*REQUIRED WORK:*
1 – In the text on SQL Server memory performance counters, what does the Memory Object: Pages/Sec counter measure?
2 – Decide whether each statement below agrees with the text on SQL Server memory performance counters. Answer yes or no for each, and quote the words from the text that settle it.
(a) SQL Server relies on NT Server's page file.
(b) Pages/Sec should ideally stay near zero over continuous periods of about ten minutes.
(c) Occasional spikes in Pages/Sec indicate a problem.
3 – Write the next part of the text on SQL Server memory performance counters, picking up after its final sentence.

*EXTRACTED TEXT:*
Memory Performance Counters
This section assumes that your server is dedicated to SQL Server, and perhaps some related server utilities. If not, and you are having memory-related performance problems on your SQL Server, then your first step should be to move all non-SQL Server-related programs off of the physical server running SQL Server. Once you have done that, then use the following information to look for memory-related bottlenecks.
One of the key counters you should be regularly watching is the Memory Object: Pages/Sec. This measures the number of pages per second that are paged out of memory to disk, or paged into memory from disk. Assuming that SQL Server is the only major application running on your server, then this figure should average nearly zero, except for occasional spikes, which are normal.
Over continuous periods of time (10 minutes or so) the Pages/Sec should ideally be near zero (you will see some activity). If this is not the case, this means that NT Server is having to page data, which it should not be doing. This is because SQL Server does not use NT Server’s page file, and since this should be the only application on your server, there should be little paging going on.
If there is regular paging going on, this means that you are running other applications on your server, which is causing NT Server to page, or you have set the SQL Server Max Server Memory configuration setting to some other setting other than “Dynamically configure SQL Server memory”. Determine which is the problem and fix it, as this paging is slowing down SQL Server’s performance. Ideally, remove the NT applications causing the paging.
If you have changed the SQL Server Max Server Memory configuration to some other value other than “Dynamically configure SQL Server memory”, then change it back to this setting. SQL Server should be allowed to take as much RAM as it wants for its own use without having to compete for RAM with other applications.

*DATA EXTRACT:*

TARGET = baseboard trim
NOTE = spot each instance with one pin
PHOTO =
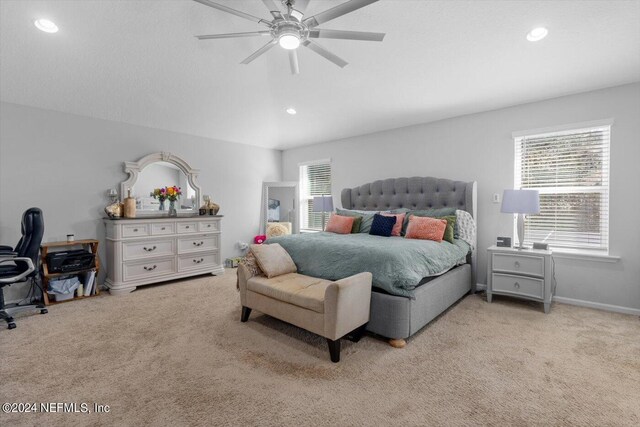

*OUTPUTS IN ORDER:*
1 – It measures the number of pages per second that are paged out of memory to disk or paged into memory from disk.

2 –
(a) No: "SQL Server does not use NT Server’s page file"
(b) Yes: "Over continuous periods of time (10 minutes or so) the Pages/Sec should ideally be near zero"
(c) No: "except for occasional spikes, which are normal"

3 –
Another way to double-check to see if your SQL Server has enough physical RAM is to check the Memory Object: Available Bytes counter. This counter can be viewed from Performance Monitor or from the NT Server or Windows 2000 Task Manager (see the Performance tab). This value should be greater than 5MB. If not, then your SQL Server needs more physical RAM. On a server dedicated to SQL Server, SQL Server attempts to maintain from 4-10MB of free physical memory. The remaining physical RAM is used by the operating system and SQL Server. When the amount of available bytes is less than 4MB, most likely SQL Server is also paging (which it shouldn’t) and is experiencing a performance hit.
If your SQL Server is experiencing memory bottlenecks, consider these possible solutions:
-
Add more physical RAM. If you are already at 2GB of physical RAM and are still having a memory problem, consider upgrading to SQL Server 7 Enterprise Edition (which supports up to 3GB), or upgrading to SQL 2000 Enterprise Edition, which in theory can support up to 64GB of physical RAM.
-
Ensure that SQL Server is the only application running on the server (other than server management utilities).
-
Remove or disable all unnecessary services.
-
Ensure SQL Server is running as a member server (not a domain controller).
-
Configure SQL Server to allocate memory dynamically (the default), don’t hard code how much RAM SQL Server is allocated.
Network Performance Counters
One of the best ways to monitor if you have a network bottleneck is to watch the Network Interface Object: Bytes Total/Sec counter. This counter measures the number of bytes that are being sent back and forth between your server and the network. This includes both SQL Server and non-SQL Server network traffic. Assuming your server is a dedicated SQL Server, then the vast majority of the traffic measured by this counter should be from SQL Server.
There is no hard and fast “correct” number for this counter as it measures the actual traffic. To help you decide if your server has a network bottleneck, one way to use this number is to compare it with the maximum traffic supported by the network connection your server is using. Also, this is another important counter to watch over time. It is important to know if your network traffic is increasing regularly. If it is, then you can use this information to help you plan for future hardware needs.
If your SQL Server is experiencing network bottlenecks, consider these possible solutions:
-
Add faster network cards.
-
Add additional network cards.
-
Server network card should be attached to switches.
-
Network cards should be running in full duplex mode.
-
Tune your application so that it does not require unnecessary network trips. Do this by returning only the required data and used stored procedures.
-
Remove all unnecessary network protocols from the server.
-
Use TCP/IP as the network library on the client and server.
Before you can use the network performance counters, the Network Monitor Agent service must be installed on your server. After installing it, you will have to reboot. Also, don’t forget to rerun the latest NT service pack to update the files added during the installation process.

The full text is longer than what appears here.